# Exercise brief:
Pictures are not part of the copy; repeat everything else in the records exactly.

** BEGIN Supplied data **

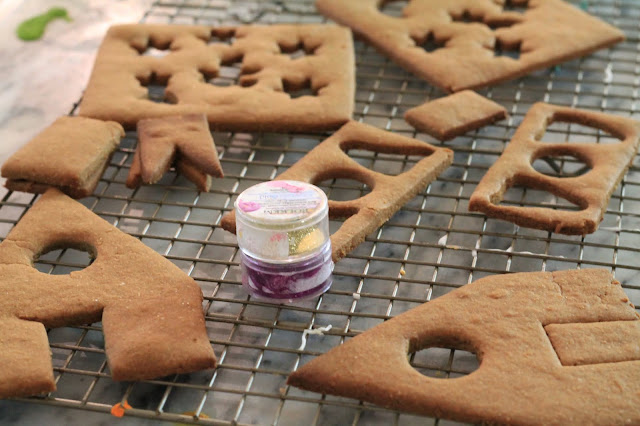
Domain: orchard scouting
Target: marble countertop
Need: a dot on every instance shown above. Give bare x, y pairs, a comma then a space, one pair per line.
33, 93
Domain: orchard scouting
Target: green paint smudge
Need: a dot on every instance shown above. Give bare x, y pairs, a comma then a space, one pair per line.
33, 28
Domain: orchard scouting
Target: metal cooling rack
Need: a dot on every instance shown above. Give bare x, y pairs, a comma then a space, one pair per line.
430, 247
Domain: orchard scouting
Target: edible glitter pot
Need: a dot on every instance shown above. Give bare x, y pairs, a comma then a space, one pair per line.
283, 234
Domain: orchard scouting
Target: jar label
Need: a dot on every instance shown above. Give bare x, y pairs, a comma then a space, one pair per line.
281, 201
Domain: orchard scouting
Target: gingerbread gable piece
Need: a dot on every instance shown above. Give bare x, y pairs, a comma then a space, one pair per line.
466, 44
554, 348
151, 311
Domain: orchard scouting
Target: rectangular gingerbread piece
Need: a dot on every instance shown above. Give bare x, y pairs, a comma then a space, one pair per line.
71, 155
291, 77
454, 115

** END Supplied data **

# Expected answer:
Domain: orchard scouting
Target: marble countertop
Need: a dot on every instance shown above. Give bare x, y pairs, a comma then a space, one pair per line.
33, 93
Domain: orchard scouting
Target: green paint smudge
Need: a dot on every instance shown above. Give bare x, y pairs, a comma then a space, one pair per line.
33, 28
Domain: orchard scouting
Target: metal cooling rack
Need: a dot on every instance shown above. Give bare x, y pairs, a comma then a space, one pair per line.
430, 247
Domain: orchard scouting
Target: edible glitter pot
Need: a dot on every instance shown above. Give bare x, y pairs, a comma then a space, one pair per line.
283, 234
Domain: orchard scouting
Target: jar label
Need: a dot on every instance shown above. Give bare x, y pairs, a comma then a space, one pair per line.
281, 201
Domain: orchard scouting
Target: gingerbread gable piece
Need: a dot on every instance shown above. Give bare x, y pairs, a comma then a space, one pair per line.
466, 44
554, 348
151, 311
Domain: orchard scouting
Target: rectangular gingerbread piece
Need: a dot on every instance shown above. Give bare x, y pairs, a comma then a space, one pair per line.
71, 155
291, 77
454, 115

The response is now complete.